- Your goal -
Start at the line holding "sample | (662,542)". Write out that line and each one after it to the end of the data, unchanged.

- Supplied information -
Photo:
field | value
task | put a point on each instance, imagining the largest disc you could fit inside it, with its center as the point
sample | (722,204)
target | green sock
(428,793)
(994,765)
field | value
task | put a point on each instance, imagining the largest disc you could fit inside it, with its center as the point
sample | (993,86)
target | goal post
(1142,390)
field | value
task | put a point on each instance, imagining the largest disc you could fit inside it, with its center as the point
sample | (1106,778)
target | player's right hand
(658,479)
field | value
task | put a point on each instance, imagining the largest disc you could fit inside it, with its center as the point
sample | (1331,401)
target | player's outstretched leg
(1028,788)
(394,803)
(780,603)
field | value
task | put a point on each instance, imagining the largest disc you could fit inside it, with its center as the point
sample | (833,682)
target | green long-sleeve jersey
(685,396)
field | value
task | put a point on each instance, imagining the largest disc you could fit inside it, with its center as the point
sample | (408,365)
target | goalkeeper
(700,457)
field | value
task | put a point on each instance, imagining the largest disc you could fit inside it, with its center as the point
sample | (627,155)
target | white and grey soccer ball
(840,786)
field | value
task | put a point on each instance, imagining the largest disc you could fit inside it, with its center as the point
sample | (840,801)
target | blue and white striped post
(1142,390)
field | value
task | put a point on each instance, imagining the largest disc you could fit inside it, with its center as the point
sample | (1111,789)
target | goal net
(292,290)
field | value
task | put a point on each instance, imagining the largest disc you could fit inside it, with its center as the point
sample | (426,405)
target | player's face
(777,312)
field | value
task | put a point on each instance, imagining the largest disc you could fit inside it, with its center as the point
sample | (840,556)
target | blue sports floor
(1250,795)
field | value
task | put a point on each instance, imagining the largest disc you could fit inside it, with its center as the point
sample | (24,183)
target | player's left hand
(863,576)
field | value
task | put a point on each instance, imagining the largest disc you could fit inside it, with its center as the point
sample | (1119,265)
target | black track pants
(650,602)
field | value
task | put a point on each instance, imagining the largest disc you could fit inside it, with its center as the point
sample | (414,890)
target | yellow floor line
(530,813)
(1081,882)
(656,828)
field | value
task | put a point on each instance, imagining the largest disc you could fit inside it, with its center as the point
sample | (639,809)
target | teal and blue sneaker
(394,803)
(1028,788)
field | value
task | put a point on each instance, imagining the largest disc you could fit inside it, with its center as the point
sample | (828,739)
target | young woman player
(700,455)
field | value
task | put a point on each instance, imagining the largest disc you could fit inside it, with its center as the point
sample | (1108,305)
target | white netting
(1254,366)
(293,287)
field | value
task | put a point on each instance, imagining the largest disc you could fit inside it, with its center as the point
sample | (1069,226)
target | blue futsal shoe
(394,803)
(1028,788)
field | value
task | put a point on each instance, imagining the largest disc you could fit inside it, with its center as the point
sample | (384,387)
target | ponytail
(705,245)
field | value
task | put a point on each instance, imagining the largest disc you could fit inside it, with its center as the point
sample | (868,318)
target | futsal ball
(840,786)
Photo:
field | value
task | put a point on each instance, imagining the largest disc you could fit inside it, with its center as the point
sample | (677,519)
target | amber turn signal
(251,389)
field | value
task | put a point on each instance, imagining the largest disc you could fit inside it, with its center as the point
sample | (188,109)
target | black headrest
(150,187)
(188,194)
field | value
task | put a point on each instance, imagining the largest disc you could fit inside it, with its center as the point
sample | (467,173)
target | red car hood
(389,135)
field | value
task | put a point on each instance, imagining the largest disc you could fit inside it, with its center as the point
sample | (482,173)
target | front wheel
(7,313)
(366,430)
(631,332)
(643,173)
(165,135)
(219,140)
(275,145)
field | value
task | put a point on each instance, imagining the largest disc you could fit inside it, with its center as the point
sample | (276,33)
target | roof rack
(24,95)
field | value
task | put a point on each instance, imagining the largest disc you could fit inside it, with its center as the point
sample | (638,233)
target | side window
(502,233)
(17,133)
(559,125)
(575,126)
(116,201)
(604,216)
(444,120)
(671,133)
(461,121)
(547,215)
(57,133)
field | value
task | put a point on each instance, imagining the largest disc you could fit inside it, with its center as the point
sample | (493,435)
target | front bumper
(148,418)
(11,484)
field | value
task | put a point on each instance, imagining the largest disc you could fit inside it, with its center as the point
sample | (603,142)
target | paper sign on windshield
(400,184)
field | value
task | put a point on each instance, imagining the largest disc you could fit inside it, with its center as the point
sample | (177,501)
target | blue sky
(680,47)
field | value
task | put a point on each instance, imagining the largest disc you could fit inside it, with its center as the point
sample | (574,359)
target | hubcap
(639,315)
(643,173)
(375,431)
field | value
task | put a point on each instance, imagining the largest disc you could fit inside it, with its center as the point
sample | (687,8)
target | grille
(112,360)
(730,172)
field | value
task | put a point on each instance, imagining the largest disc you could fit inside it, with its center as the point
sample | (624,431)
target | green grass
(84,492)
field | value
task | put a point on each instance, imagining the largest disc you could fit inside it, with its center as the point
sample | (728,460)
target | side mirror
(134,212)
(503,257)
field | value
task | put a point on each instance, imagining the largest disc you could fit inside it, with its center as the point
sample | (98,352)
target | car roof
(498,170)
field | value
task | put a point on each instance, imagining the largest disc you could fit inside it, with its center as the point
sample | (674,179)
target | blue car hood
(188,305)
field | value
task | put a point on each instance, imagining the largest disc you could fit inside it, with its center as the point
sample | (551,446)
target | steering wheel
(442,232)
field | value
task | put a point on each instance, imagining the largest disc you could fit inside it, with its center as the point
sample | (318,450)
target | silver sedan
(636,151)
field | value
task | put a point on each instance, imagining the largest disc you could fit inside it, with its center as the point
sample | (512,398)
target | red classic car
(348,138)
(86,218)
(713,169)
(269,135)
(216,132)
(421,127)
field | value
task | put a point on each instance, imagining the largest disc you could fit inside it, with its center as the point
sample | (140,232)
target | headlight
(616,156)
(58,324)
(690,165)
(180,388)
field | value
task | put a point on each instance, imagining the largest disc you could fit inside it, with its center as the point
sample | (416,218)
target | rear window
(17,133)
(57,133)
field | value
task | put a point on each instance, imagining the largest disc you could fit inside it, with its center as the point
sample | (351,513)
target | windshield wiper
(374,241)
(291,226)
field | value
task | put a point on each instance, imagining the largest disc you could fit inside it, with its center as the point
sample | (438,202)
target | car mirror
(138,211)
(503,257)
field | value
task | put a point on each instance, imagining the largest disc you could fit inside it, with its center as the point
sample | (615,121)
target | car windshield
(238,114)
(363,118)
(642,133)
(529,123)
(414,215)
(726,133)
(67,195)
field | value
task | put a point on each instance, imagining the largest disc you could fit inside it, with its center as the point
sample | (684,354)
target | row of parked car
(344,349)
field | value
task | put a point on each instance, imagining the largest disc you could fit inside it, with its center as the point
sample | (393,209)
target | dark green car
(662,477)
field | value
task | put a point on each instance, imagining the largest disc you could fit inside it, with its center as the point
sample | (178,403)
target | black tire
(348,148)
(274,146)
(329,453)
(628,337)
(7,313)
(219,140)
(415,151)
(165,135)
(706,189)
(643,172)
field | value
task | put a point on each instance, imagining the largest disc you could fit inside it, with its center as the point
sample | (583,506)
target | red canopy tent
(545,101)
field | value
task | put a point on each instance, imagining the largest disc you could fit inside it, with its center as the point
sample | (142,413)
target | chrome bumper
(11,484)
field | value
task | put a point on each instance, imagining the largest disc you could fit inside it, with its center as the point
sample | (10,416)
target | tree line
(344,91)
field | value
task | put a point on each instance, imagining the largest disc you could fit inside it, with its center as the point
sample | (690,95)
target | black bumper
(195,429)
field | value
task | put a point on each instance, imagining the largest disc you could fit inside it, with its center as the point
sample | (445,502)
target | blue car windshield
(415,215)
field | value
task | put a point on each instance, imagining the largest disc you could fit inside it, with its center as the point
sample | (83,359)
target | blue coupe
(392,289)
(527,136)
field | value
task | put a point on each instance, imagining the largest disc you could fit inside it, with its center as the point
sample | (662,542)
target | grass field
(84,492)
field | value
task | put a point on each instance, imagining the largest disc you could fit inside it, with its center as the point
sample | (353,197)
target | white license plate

- Solution to this problem -
sample | (662,542)
target | grass field
(84,492)
field | value
task | put a point on each instance, imagining the largest disc you could fit inside it, with its center as the point
sample | (353,197)
target | white license plate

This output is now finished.